PROVIDED RECORDS
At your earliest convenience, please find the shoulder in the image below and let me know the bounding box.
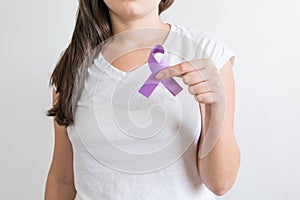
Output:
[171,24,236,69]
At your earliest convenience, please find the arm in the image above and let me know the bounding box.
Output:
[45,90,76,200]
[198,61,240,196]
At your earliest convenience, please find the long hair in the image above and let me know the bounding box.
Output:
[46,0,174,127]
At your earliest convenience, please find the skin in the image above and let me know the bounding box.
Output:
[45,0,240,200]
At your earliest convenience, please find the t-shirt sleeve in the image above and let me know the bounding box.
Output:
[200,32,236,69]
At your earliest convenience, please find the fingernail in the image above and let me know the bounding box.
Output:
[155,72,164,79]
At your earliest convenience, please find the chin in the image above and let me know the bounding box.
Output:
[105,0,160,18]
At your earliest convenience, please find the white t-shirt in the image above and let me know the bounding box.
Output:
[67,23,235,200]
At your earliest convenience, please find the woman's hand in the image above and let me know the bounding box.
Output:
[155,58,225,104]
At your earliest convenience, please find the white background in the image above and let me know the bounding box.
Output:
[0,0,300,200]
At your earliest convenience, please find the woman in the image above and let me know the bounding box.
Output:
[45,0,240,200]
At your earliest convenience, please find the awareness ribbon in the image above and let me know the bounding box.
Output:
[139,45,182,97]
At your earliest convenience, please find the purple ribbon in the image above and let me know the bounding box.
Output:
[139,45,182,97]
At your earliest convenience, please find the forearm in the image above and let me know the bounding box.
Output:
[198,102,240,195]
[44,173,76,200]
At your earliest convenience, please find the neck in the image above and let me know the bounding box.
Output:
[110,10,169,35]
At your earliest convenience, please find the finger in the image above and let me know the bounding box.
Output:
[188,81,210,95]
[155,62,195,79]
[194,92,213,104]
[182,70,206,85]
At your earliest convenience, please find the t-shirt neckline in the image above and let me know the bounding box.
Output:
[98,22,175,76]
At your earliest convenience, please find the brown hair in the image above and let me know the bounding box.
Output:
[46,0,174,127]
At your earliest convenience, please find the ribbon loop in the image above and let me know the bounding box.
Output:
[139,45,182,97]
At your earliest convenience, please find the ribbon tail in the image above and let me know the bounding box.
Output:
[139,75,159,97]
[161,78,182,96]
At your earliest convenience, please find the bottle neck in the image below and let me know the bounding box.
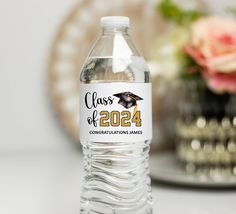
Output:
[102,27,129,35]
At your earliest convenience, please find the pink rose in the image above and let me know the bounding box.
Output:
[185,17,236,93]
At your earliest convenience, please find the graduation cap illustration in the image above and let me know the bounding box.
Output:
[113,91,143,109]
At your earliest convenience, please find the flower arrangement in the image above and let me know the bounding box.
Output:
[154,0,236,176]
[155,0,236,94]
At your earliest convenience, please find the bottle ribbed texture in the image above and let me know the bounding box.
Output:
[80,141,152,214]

TASK TO COMPLETE
Please rewrite the data above, swapping "At your earliest convenience" for "When you have a moment" at every occurrence and changing nothing else. Leave the pictures out of your answer.

SOLUTION TO THIS TASK
When you have a moment, please find the shoulder in the image below and let me know the bounding box.
Output:
[171,24,236,69]
When you have a moment, please find the arm in the image above and let me know the bounding box.
Output:
[45,90,76,200]
[198,61,240,196]
When you have a moment, please find the long hair in the image above and let me know the bounding box.
Output:
[46,0,174,127]
When you have a moment, please find the skin in the image above and let me know the bounding box.
Output:
[45,0,240,200]
When you have a moment, please find the t-shirt sleeve in the image above and let me know the bounding box.
Output:
[200,32,236,69]
When you have a moment, please find the fingernail in the image above and let me know the bounding box.
Output:
[155,72,164,79]
When you have a moment, please find the chin in the image above and let me know the bounding box.
Output:
[105,0,160,18]
When you have a moment, please find the white t-shirt in the image above and let me know the bounding box.
Output:
[67,23,235,200]
When you have a moment, please find the woman's hand in the image above and let me know the bounding box.
Output:
[155,58,225,104]
When you have a moment, please find the white background in the image above and let me know the bounding box.
Output:
[0,0,300,200]
When you have a moment, please find the woman in the image above and let me know the bounding box.
Output:
[45,0,240,200]
When you have a moment, please find the awareness ribbon in the image above and let me know the bounding box.
Output:
[139,45,182,97]
When you have a moment, please find the purple ribbon in the image above and let me know the bounding box.
Output:
[139,45,182,97]
When you have a moment, please find the forearm in the image above and let me know the bounding box.
Output:
[198,102,240,195]
[44,173,76,200]
When you have a moment, please find the neck in the image above and let me know the bounding box.
Output:
[110,10,169,35]
When you have a moment, please find the finger in the image above and let me know the bounding box.
Output:
[188,81,210,95]
[155,62,195,79]
[194,92,213,104]
[182,70,206,85]
When you have a moment, please find the t-shirt neckline in the image above and let me know the bounding box.
Output:
[98,22,175,76]
When you have a moment, please find the brown hair in the image above and let me know the bounding box.
Output:
[46,0,174,127]
When you have a moment, please find the ribbon loop in the image above and let me know the bounding box.
Output:
[139,45,182,97]
When you have a moment, please find the ribbon tail in the image above and let me know the bounding box.
Output:
[139,75,159,97]
[161,78,182,96]
When you have a moment, please find the bottle neck in the image below and let me know the bounding box.
Output:
[102,27,129,35]
When you have a moment, please find the pink rose in the image above and let me know the bounding box.
Output:
[185,17,236,93]
When you have a moment, please find the graduation cap illustration in the image above and let me know the bounding box.
Output:
[113,91,143,109]
When you have a moment, please find the flower arrangement in the image above and let me know the bounding box.
Output:
[154,0,236,176]
[155,0,236,94]
When you have a moment, please find the bottle ribbed texture in the image above and let me know the bounding box.
Output:
[80,141,152,214]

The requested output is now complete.